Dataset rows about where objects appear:
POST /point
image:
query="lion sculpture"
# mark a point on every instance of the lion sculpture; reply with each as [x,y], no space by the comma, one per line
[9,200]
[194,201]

→ What you should do
Rewrite all of the lines above, keeping the request lines as they are. Scale every coordinate in the answers by 0.85 and round each result to a whole number, with halves rounding up.

→ Worked answer
POST /point
image:
query="lion sculpture"
# mark a point on every instance of the lion sculpture; reply with each as [x,y], no space by the comma, one per line
[8,170]
[165,171]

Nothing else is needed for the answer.